#### REQUIRED TASK:
Copy the records word for word, beginning at the line that contains "Mark the wet" and ending after the line that contains "Mark the hanging".

#### GIVEN DATA:
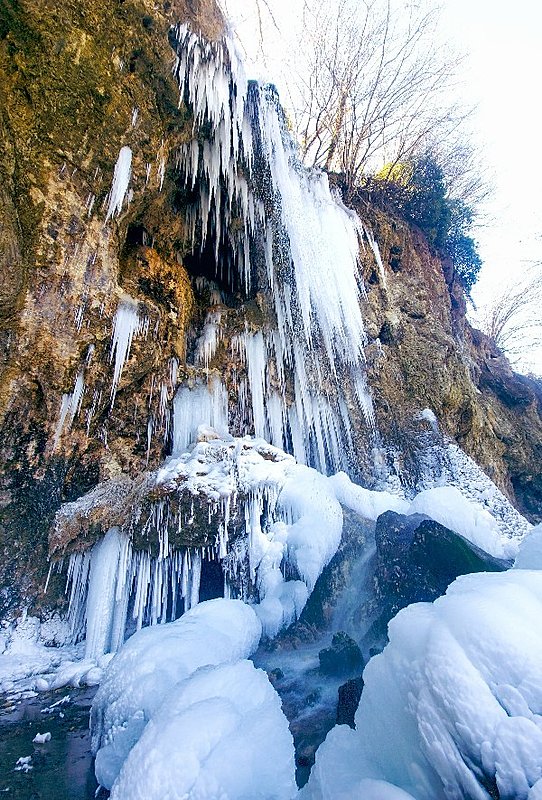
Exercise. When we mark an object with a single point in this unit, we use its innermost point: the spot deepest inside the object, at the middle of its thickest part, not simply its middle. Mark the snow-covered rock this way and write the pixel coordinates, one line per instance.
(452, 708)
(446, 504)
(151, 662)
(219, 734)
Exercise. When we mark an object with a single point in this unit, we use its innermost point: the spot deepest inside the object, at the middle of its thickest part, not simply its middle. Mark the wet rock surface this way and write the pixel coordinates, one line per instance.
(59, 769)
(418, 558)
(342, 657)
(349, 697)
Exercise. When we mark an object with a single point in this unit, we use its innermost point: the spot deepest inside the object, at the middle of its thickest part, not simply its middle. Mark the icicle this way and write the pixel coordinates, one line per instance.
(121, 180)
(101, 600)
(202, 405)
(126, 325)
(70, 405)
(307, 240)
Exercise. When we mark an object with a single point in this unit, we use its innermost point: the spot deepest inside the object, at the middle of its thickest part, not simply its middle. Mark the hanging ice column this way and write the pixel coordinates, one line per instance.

--

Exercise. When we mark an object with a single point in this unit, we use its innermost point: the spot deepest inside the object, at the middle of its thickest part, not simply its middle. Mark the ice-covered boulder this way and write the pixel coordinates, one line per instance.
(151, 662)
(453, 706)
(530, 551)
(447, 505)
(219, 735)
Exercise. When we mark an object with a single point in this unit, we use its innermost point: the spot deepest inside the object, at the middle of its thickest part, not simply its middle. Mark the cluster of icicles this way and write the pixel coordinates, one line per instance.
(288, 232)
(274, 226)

---

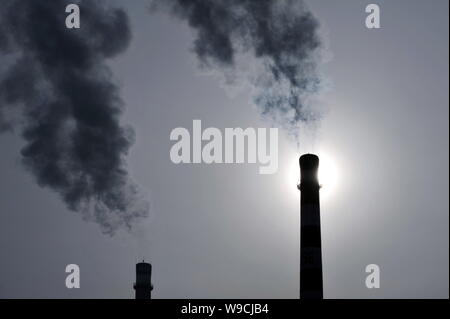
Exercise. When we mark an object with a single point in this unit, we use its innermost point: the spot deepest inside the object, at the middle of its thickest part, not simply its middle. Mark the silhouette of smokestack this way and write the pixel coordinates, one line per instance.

#### IN RESPONSE:
Exercise. When we mark an object with a single point in this unit, we use its innermost point: the spot deepest inside the object, at the middle of its thickest part, not simply its middle. Mark the wet rock surface this way and write the pixel coordinates, one line per instance.
(59, 769)
(418, 558)
(342, 657)
(349, 697)
Exercise. When we mark an object with a single point in this unit, we use its innermost point: the spot deepest inside the object, at the middle of its thickest part, not simply its middle. Mark the icicle this way and write the pixel coordinates, one line per instance.
(121, 180)
(101, 600)
(202, 405)
(126, 325)
(70, 405)
(307, 240)
Exercise. When we mark an object with a single point in this unit, we use its innermost point: the spot deepest inside the object, at the middle of its thickest part, not simply its middle. Mark the hanging ice column this way and write the pixel coordinates, one line per instance.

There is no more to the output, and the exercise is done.